PROBLEMS AND TASKS.
1 – In the review of "Better Call Saul," what genre was the show first pitched as?
2 – Transcribe the stretch of the "Better Call Saul" review from "There’s a touch" through "the wrong direction.".
3 – Go on with the "Better Call Saul" review from the point where it stops.

──────── PASSAGE SHOWN

There’s a touch of nobility to Jimmy McGill nevertheless. A major subplot involves Jimmy railing against the influence of a high-powered law firm, a place built in part by someone close to Jimmy, of whom the firm is trying to taking advantage. Jimmy is desperate for the firm to do the right thing. So, he’s not completely lost as the series begins. But he soon heads in the wrong direction.

“Better Call Saul” was initially pitched as a comedy, but the final product is more dramatic than light.  Some scenes in the opening episodes are outright horrifying but, as is Vince Gilligan’s way, you’ll have plenty of time to see them coming, making them that much more powerful.

In the same way that these tones carried over from “Breaking Bad,” the humor inherent to Odenkirk’s characterization of Jimmy remains immensely satisfying. Much of the comedy in “Saul” stems from the absurdity of Jimmy’s dealings with the legal system itself, a system has left him with few other options than to do the wrong thing to pay the bills. But the series also shows the myriad ways in which the same system that allows wiggle room for wrongdoers to go free if they have legal counsel from, as Jesse Pinkman once put it, “not just a criminal lawyer but a criminal lawyer.”

────────────────
──────── ENTRIES

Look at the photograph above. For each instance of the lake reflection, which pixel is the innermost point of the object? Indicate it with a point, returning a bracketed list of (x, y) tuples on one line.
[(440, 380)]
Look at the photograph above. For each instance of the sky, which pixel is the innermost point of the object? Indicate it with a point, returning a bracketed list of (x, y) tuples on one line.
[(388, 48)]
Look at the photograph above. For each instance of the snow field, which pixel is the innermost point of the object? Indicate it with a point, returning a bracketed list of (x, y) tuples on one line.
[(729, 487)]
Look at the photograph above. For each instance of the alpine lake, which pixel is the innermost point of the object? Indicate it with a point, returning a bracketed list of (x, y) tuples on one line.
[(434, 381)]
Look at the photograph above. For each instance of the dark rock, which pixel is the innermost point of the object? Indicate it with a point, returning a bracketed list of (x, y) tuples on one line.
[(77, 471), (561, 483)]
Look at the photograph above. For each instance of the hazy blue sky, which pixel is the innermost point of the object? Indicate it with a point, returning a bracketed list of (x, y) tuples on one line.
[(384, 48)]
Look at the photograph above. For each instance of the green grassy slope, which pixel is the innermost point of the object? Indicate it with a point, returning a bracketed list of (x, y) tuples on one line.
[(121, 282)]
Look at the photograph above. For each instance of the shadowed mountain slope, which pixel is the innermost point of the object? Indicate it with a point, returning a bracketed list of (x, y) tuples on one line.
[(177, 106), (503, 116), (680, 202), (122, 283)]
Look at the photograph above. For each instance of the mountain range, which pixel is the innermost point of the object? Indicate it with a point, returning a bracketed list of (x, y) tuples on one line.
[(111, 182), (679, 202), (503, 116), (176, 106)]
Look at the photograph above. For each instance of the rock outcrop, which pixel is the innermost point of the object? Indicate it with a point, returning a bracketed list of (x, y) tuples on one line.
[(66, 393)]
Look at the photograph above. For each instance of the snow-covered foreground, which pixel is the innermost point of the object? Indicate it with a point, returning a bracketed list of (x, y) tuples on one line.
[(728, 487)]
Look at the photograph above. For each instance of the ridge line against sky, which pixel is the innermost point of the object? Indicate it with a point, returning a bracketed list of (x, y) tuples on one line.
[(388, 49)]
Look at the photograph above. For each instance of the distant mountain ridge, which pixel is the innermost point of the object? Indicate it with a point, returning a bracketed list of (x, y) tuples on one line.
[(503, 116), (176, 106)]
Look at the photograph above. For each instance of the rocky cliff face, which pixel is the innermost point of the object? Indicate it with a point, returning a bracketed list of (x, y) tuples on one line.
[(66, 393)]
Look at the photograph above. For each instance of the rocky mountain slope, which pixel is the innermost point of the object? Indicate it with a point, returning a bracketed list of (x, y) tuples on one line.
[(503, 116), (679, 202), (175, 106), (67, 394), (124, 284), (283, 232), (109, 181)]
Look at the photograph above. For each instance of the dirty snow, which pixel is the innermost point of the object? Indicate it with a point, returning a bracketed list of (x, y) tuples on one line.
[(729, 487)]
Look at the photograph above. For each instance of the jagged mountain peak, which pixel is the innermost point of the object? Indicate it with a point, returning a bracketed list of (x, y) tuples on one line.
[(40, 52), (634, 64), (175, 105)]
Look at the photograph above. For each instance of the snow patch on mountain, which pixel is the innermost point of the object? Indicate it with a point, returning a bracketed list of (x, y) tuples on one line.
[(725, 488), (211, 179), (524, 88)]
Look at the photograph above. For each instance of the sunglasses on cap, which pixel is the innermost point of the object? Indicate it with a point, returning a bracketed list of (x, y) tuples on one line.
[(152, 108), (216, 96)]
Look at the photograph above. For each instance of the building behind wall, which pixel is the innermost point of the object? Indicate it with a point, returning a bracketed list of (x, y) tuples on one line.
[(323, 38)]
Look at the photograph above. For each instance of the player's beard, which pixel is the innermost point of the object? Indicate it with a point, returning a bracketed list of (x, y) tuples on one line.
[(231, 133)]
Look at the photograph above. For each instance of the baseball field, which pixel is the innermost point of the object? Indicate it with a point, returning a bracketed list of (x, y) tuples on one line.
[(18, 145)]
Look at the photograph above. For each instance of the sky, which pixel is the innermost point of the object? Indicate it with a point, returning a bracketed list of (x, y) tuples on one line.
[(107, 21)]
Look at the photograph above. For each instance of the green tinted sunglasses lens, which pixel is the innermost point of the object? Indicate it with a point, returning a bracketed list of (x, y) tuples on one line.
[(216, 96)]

────────────────

FINAL ANSWERS.
1 – A comedy.

2 –
There’s a touch of nobility to Jimmy McGill nevertheless. A major subplot involves Jimmy railing against the influence of a high-powered law firm, a place built in part by someone close to Jimmy, of whom the firm is trying to taking advantage. Jimmy is desperate for the firm to do the right thing. So, he’s not completely lost as the series begins. But he soon heads in the wrong direction.

3 –
“Saul’s” not a pure prequel, either. The premiere opens after the events of “Breaking Bad,” with a short prologue stuffed with enough ominous tension to set the show’s intent to jump around in time. “Breaking Bad” used the same device to hint at the terrible places where Walt was headed; here, it grants us a glimpse at the end of the descent before we join Jimmy for his legal career’s perilous climb.

Odenkirk’s performance plays with a lot of variables, and he provides enough shades of Saul to make taking the trip into the darker territory of Jimmy’s grey ethics worthwhile. But “Saul’s” greater accomplishment is that it gives “Breaking Bad” fans a new set of chapters to savor while being accessible to viewers who have never seen the landmark series. Naturally you’ll get a lot more out of “Saul” if you have seen “Breaking Bad” because of the familiar faces popping up — including Mike Ehrmantraut (Jonathan Banks), who shows up in the very different role as a parking lot attendant.

Our look at Mike’s past self gives “Saul” a bit of a bizarro-world feel at first, since it’s tough to imagine the leathery fixer as anything else. But we can trust that Gilligan and his fellow showrunner Peter Gould know precisely how they’re going to shape Mike the lot attendant into the character “Breaking Bad” fans knew and loved. The pair has a firm hold on the story’s development which, based on the three episodes made available for review, becomes clear as the season rolls on. And remember,  “Breaking Bad”  improved by leaps and bounds after its shaky first seven episodes. It’s reasonable to grant “Saul” the same patience to find its footing as well.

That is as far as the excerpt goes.